I am impressed by the level of readers’ engagement with the complex issue of media regulation and encouraged by their responses. However, some readers felt that I have been dealing with the situation in the United Kingdom and glossing over the state of media in India. The story of the British media helps us to analogously understand the dynamics of the Indian media. In fact, such delineation is warranted, and, has led to this series getting extended by a couple of weeks.
In 2011, India and Britain witnessed a renewed demand for a system of media regulation that actually delivered results. The constitution of Justice Leveson Inquiry in the U.K. and the appointment of Justice Markandey Katju as the Chairman of the Press Council of India (PCI) happened around the same time. Unlike the studied and multifaceted deposition before Justice Leveson, the responses from the Indian media to Justice Katju’s observations were shrill and totally antagonistic. We are witnessing a situation where the general public seems to unreservedly endorse Justice Katju while the media rejects his views without any rigorous self-reflection.
Justice Katju irked broadcasters when he wanted them to come under the purview of the PCI, and the print media when he sought more powers to the PCI. In a resolution the PCI asked “the Union government to amend the Press Council Act, 1978, by bringing the electronic media within the purview of the Act, renaming it as The Media Council, and giving it more powers.” He also infuriated a section of the digital media activists as the resolution explicitly demanded that social media too come under the ambit of the PCI.
He raised three objections against the Indian media. His first objection was: “The media often diverts the attention of the people from the real issues to non issues. The real issues in India are socio-economic, the terrible poverty in which 80% of our people are living, the massive unemployment, the price rise, lack of medical care, education, and backward social practices like honour killing and caste oppression and religious fundamentalism etc. Instead of devoting most of its coverage to these issues the media focuses on non issues like film stars and their lives, fashion parades, pop music, disco dancing, astrology, cricket, reality shows, etc.”

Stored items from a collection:
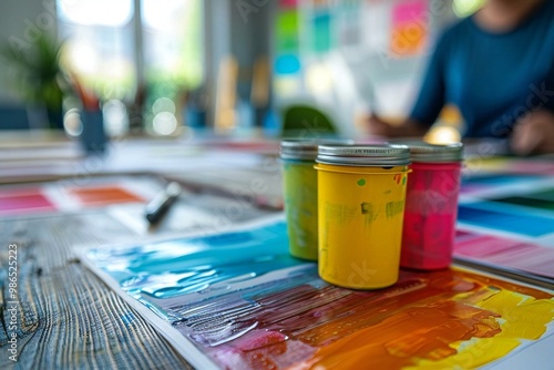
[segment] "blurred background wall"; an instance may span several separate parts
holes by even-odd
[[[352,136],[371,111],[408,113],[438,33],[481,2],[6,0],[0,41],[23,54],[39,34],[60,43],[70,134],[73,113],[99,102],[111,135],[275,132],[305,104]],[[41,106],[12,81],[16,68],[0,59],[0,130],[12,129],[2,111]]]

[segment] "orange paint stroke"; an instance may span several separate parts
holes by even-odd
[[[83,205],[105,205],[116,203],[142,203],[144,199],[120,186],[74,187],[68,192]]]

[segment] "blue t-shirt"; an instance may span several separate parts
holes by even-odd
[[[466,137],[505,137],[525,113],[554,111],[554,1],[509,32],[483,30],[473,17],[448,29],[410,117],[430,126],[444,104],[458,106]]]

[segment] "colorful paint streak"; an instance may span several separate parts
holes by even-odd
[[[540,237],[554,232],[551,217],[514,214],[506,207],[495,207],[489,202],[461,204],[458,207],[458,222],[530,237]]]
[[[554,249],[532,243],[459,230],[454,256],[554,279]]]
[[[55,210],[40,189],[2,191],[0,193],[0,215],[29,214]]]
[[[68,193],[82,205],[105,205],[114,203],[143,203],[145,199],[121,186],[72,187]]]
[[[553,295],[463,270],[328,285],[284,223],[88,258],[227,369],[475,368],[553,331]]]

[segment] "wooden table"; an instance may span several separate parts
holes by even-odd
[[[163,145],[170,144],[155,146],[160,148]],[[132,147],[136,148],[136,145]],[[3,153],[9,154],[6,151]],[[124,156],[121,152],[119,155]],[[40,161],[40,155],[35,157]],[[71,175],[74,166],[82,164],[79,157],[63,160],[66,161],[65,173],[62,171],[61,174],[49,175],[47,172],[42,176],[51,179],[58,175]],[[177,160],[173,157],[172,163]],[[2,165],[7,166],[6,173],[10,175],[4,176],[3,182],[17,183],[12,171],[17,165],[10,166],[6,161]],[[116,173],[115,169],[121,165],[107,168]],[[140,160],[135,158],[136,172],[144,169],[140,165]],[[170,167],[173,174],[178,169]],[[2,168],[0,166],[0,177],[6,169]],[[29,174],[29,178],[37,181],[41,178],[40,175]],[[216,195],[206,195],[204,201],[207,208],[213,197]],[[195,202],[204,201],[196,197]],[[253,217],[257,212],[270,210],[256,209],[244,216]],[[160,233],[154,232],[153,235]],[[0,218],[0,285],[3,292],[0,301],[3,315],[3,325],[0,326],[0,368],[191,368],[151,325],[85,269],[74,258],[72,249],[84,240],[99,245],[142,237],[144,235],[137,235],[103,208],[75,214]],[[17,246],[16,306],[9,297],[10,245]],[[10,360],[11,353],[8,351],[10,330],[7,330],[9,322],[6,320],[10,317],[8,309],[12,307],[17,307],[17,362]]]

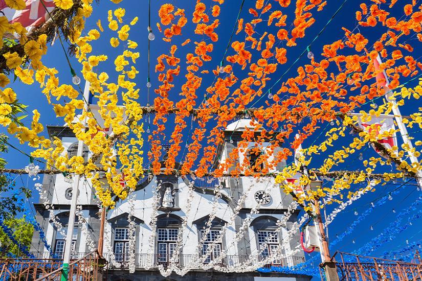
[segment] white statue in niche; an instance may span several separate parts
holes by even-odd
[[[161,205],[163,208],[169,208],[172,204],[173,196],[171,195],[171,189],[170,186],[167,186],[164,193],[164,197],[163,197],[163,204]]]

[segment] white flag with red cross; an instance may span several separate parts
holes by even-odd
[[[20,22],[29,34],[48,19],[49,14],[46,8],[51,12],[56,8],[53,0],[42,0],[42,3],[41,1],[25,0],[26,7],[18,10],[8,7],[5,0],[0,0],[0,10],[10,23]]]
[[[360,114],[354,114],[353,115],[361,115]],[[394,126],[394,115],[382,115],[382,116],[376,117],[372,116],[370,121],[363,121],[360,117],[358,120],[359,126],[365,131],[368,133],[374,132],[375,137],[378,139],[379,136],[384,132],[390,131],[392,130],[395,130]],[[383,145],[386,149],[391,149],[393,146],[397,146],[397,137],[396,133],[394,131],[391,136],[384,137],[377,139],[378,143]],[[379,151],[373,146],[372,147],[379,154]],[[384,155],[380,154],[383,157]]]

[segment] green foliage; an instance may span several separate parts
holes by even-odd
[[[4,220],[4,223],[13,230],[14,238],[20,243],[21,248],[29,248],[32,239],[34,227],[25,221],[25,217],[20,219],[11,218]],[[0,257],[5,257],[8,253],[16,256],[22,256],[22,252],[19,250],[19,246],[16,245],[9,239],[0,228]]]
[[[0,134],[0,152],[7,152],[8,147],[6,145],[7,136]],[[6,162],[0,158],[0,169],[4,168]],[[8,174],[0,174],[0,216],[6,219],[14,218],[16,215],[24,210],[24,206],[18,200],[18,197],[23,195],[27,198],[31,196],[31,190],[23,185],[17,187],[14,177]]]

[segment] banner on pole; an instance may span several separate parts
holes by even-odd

Work to complete.
In the text on media regulation, which non issues does Justice Katju's first objection say the media focuses on? Answer from the text alone, not from the rows.

Completed exercise.
- film stars and their lives
- fashion parades
- pop music
- disco dancing
- astrology
- cricket
- reality shows